» Work task: Look for the string "instance" in the material below. Copy every line where you find it.

» Data for analysis:
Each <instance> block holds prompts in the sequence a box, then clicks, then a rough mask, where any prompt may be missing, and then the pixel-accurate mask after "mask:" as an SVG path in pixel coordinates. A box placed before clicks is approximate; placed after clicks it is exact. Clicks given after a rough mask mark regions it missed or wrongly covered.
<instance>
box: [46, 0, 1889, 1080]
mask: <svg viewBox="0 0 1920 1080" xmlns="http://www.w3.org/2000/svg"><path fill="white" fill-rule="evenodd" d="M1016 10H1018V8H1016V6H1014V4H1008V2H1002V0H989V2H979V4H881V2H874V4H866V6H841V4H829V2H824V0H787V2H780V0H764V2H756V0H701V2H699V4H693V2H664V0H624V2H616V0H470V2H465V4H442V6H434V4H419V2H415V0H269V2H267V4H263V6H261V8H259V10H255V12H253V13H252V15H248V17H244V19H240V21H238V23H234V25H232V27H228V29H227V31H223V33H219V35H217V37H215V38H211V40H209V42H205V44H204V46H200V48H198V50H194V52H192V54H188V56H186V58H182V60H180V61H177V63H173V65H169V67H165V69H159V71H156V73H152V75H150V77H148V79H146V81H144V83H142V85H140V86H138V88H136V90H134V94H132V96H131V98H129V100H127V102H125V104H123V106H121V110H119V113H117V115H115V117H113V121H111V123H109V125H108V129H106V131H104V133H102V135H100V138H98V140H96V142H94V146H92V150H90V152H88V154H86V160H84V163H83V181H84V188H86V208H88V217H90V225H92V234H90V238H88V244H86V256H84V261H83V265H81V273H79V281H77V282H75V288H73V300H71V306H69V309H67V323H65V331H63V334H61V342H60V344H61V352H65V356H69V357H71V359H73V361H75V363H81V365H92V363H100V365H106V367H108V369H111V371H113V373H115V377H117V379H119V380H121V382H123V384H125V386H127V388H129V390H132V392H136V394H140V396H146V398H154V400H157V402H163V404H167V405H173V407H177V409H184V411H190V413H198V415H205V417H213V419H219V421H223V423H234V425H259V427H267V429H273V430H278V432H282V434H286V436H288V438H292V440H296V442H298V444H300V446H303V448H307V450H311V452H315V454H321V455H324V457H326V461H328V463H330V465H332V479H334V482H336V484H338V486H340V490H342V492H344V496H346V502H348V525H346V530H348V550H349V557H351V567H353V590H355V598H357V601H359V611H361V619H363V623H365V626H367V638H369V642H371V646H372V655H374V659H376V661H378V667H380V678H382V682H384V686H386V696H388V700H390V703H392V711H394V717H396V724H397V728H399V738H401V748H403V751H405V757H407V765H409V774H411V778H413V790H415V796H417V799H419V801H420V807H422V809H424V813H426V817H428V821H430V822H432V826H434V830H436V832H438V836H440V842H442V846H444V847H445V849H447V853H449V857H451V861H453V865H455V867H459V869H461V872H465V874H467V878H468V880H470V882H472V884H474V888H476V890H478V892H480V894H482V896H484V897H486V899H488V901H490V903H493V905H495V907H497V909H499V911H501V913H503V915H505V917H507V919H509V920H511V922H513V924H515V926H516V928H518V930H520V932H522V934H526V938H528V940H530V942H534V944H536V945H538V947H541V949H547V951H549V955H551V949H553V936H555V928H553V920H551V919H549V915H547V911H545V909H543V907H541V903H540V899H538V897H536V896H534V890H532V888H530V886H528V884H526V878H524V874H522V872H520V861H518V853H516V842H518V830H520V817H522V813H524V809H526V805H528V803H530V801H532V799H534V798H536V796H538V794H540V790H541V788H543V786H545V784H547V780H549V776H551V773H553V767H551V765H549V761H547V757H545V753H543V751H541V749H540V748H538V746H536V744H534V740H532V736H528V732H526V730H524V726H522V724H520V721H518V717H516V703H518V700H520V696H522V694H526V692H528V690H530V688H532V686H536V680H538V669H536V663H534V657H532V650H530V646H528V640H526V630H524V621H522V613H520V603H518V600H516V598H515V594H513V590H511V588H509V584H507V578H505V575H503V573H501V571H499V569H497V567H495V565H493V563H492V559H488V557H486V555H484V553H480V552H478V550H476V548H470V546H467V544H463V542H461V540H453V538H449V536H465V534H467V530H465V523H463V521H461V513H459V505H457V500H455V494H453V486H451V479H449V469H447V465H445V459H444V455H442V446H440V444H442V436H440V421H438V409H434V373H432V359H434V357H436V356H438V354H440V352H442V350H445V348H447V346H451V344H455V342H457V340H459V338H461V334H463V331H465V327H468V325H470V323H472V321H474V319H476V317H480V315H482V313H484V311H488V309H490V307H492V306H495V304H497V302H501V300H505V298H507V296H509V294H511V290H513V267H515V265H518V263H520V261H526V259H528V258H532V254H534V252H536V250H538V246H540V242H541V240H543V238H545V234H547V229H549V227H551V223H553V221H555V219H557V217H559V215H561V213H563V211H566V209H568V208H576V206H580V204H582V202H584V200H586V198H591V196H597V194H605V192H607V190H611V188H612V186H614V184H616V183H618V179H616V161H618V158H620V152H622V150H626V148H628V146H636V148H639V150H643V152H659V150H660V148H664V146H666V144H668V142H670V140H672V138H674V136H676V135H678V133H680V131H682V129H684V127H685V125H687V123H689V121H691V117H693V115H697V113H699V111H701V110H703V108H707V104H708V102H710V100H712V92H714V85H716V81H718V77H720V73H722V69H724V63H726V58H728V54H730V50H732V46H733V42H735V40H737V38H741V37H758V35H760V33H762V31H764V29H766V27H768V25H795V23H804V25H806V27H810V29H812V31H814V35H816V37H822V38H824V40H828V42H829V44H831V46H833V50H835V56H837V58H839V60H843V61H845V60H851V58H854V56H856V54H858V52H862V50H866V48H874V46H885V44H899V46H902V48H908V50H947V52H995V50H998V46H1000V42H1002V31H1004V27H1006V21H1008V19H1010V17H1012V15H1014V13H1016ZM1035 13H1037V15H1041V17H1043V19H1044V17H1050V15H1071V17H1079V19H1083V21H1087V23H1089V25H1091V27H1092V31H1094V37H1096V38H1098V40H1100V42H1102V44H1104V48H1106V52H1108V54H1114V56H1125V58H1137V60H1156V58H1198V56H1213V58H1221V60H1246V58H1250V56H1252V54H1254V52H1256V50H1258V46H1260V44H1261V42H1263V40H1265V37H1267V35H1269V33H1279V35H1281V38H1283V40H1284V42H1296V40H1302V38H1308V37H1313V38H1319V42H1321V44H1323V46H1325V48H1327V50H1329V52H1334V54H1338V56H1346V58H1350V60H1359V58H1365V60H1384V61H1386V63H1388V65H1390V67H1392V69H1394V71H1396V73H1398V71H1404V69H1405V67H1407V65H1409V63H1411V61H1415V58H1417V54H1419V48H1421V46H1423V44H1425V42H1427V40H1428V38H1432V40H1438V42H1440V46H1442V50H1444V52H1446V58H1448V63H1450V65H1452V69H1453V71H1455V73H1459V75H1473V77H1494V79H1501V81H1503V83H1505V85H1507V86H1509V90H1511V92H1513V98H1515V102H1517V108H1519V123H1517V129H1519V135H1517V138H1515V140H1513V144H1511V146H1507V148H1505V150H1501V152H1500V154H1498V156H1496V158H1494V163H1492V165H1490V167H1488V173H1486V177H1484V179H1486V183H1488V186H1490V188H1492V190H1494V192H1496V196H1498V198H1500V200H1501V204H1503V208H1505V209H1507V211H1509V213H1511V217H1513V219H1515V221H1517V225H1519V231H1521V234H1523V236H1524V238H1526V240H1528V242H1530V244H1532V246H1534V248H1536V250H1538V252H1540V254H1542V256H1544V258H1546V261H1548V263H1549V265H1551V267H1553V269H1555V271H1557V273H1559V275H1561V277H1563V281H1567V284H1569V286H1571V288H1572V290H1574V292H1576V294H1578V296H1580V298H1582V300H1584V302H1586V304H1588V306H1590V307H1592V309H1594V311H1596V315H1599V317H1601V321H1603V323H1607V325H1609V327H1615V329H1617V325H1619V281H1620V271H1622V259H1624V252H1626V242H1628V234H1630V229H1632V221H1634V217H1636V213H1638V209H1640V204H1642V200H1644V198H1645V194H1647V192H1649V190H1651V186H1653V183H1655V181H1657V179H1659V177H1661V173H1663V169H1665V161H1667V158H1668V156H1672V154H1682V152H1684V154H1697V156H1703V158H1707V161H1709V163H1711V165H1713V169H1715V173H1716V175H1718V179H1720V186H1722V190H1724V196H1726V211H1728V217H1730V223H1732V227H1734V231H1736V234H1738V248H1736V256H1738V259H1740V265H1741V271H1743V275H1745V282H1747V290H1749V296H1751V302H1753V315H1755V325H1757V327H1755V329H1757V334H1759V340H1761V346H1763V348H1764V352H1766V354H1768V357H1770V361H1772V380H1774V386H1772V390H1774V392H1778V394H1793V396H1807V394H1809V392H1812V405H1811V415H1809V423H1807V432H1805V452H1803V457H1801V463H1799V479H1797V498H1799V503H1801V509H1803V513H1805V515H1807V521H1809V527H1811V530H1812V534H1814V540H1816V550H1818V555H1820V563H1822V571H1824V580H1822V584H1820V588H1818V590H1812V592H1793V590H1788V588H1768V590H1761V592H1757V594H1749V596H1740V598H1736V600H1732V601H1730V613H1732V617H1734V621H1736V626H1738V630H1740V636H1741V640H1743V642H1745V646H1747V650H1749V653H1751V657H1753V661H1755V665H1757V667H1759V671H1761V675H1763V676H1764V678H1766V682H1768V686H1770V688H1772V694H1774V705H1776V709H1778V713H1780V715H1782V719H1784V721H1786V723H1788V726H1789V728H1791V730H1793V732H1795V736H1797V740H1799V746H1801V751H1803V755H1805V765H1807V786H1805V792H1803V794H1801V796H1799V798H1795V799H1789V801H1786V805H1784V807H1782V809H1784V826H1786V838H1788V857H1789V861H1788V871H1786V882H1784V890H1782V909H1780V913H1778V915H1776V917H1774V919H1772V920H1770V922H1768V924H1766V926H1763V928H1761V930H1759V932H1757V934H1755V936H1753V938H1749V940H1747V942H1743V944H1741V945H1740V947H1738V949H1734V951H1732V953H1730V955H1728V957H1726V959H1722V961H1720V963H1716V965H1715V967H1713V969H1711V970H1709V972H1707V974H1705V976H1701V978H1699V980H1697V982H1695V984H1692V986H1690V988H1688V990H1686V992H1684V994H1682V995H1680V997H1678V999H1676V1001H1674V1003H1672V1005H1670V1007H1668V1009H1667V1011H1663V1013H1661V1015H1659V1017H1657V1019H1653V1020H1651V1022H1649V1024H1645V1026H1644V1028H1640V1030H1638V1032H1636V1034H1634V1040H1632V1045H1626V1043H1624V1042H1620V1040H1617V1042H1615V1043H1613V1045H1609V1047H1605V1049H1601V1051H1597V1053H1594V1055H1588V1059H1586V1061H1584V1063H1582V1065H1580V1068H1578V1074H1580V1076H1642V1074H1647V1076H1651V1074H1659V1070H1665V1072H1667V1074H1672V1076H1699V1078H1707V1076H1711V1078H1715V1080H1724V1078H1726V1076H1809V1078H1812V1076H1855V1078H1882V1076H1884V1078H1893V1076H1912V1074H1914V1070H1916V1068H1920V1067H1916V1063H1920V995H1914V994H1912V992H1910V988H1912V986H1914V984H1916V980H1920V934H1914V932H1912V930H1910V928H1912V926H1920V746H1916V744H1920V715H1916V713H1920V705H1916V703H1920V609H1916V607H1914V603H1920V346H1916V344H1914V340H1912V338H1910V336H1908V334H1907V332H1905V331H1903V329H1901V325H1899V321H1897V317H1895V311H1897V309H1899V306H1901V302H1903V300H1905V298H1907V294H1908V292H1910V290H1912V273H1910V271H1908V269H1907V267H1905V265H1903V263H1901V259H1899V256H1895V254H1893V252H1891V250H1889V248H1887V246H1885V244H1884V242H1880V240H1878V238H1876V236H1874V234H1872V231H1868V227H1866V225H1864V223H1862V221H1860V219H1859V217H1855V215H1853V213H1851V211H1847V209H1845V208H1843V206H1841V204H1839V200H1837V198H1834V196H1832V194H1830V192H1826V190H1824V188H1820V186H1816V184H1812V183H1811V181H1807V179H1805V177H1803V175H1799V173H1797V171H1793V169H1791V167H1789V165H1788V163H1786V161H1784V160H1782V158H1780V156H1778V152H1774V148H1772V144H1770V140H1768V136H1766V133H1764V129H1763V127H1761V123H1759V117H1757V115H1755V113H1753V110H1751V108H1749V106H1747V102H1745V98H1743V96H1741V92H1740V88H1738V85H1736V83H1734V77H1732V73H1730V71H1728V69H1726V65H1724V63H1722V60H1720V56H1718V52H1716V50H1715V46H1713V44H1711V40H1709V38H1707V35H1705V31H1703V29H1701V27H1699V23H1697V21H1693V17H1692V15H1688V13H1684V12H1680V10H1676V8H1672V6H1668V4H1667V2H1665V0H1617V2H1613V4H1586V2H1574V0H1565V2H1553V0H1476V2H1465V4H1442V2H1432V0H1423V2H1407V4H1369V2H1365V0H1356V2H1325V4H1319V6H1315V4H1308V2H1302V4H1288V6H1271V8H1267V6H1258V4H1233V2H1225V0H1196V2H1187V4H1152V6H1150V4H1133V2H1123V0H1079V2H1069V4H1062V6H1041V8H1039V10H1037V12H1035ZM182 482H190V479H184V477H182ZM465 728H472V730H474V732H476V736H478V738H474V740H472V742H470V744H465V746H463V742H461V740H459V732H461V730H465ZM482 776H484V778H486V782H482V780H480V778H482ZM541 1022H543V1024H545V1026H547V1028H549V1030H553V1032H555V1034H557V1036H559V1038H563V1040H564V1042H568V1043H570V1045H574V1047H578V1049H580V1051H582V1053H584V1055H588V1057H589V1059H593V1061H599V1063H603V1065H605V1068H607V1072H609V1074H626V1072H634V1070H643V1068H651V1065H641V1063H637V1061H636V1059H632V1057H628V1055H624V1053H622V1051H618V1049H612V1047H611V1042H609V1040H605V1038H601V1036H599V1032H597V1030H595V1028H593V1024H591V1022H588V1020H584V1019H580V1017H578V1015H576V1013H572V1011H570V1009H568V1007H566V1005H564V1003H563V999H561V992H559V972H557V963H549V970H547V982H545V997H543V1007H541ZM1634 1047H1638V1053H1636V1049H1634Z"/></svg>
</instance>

» Output:
Each <instance> block holds prompts in the sequence a box, then clicks, then a rough mask, where any prompt may be missing, and then the pixel-accurate mask after "mask:" as an SVG path in pixel coordinates. A box placed before clicks is approximate; placed after clicks it is exact. Clicks given after a rough mask mark regions it missed or wrongly covered.
<instance>
</instance>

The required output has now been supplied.